◆ **Instruções**:
(1) Responde a estas perguntas sobre o excerto da Caixa Geral de Depósitos:
(a) Que cargo atribui o excerto a Margrethe Vestager?
(b) Que data aparece junto ao nome de Paulo Macedo?
(c) Segundo o excerto, quem é o acionista único da CGD?
(2) Dispõe em CSV de duas colunas, chamadas enunciado e resposta, os registos entre a linha que contém "For every instance of the woman's hand, the" e o fim dos registos, ambas inclusive. Cria uma linha por enunciado, com cada campo entre aspas e as quebras de linha substituídas por espaços.

◆ **Excerto fornecido**:
::::
Rui Vilar — 2-3-2017

“Estou muito confiante em relação a essa instituição [Caixa Geral de Depósitos], como em relação a todas as instituições financeiras. Portanto, estou muito confiante naquilo que é o próximo passo de recapitalização dessa instituição financeira.”

Marcelo Rebelo de Sousa, Presidente da República — 6-3-2017

“A Caixa Geral de Depósitos [CGD] é o banco líder em Portugal e vai manter-se assim. A CGD está num processo de solidez, de recapitalização, mas também está num processo de reestruturação, para apoiar melhor as empresas, para apoiar melhor os particulares.”

Paulo Macedo — 7-3-2017

“O plano de negócios apresentado por Portugal prevê uma transformação estrutural da CGD e permitirá ao banco tornar-se rentável a longo prazo. A nossa apreciação revelou que o Estado português, enquanto acionista único da CGD, investe nas mesmas condições que um proprietário privado estaria disposto a aceitar. Por conseguinte, a recapitalização pelo Estado não constitui um novo auxílio estatal.”

Margrethe Vestager, comissária da Concorrência — 10-3-2017

“Que fique claro, há aqui um agravamento drástico dos resultados [da Caixa Geral de Depósitos] e esse agravamento deve ser explicado a todos os portugueses.”
::::
◆ **Material apresentado**:
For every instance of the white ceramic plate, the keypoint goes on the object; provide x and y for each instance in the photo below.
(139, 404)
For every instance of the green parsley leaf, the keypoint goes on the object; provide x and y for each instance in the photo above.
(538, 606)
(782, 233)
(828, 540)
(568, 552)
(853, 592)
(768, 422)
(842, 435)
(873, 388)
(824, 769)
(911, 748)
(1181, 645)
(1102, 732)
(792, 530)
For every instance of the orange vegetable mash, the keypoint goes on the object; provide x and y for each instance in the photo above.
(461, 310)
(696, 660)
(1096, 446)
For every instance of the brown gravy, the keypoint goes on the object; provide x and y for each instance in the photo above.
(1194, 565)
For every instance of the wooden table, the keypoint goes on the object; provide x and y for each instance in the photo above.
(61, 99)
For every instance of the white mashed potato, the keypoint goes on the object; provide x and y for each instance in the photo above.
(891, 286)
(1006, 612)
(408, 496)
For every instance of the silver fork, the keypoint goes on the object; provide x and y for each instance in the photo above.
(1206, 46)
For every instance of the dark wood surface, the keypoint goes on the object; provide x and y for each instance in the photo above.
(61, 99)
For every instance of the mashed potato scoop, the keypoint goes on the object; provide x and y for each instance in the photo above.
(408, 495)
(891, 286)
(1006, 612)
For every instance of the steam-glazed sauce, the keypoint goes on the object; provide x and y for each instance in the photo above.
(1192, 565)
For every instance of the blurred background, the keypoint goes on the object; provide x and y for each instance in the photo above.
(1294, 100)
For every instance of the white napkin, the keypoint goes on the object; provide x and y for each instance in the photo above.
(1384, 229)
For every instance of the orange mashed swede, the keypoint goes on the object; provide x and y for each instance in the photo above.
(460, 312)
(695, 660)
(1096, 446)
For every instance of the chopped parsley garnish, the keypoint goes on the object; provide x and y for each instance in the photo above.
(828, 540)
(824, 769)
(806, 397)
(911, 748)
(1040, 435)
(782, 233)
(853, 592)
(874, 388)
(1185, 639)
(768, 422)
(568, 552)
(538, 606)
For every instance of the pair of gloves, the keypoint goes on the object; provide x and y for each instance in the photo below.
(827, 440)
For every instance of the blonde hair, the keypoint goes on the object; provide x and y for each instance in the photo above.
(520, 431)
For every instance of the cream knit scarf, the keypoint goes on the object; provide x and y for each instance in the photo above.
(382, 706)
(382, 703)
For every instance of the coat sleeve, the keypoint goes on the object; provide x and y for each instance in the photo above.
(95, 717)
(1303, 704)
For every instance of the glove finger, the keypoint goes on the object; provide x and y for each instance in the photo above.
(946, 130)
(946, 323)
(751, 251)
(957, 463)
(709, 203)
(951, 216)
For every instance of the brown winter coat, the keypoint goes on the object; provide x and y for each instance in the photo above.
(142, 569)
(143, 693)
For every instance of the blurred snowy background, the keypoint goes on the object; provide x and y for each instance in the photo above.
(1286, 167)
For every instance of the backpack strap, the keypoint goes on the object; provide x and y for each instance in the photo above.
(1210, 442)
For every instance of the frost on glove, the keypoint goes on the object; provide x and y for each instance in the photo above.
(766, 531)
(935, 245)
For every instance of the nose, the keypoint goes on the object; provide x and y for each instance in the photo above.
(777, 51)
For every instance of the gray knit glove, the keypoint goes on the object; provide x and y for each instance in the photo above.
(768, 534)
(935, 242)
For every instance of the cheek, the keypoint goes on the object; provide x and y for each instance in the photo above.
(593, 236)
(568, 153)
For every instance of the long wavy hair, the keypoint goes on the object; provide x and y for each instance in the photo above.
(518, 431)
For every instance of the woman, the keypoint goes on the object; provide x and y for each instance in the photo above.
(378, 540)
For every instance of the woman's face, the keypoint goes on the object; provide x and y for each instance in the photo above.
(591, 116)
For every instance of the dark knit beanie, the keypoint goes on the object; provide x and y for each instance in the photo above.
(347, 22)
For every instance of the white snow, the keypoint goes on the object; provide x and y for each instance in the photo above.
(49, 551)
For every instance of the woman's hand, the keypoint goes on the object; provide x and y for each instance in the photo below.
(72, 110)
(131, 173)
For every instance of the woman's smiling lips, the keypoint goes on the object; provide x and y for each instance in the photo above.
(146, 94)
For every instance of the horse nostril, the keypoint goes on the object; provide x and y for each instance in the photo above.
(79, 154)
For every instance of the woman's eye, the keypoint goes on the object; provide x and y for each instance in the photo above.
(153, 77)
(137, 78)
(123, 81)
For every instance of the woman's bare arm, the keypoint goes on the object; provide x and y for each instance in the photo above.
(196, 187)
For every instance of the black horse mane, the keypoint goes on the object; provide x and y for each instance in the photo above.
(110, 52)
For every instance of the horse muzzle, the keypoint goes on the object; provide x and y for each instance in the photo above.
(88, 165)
::::
◆ **Respostas**:
(1)
(a) Comissária da Concorrência.
(b) 7-3-2017.
(c) O Estado português.

(2)
enunciado,resposta
"For every instance of the woman's hand, the keypoint goes on the object; provide x and y for each instance in the photo below.","(72, 110) (131, 173)"
"For every instance of the woman's smiling lips, the keypoint goes on the object; provide x and y for each instance in the photo above.","(146, 94)"
"For every instance of the horse nostril, the keypoint goes on the object; provide x and y for each instance in the photo above.","(79, 154)"
"For every instance of the woman's eye, the keypoint goes on the object; provide x and y for each instance in the photo above.","(153, 77) (137, 78) (123, 81)"
"For every instance of the woman's bare arm, the keypoint goes on the object; provide x and y for each instance in the photo above.","(196, 187)"
"For every instance of the black horse mane, the keypoint goes on the object; provide x and y for each instance in the photo above.","(110, 52)"
"For every instance of the horse muzzle, the keypoint goes on the object; provide x and y for each instance in the photo above.","(88, 165)"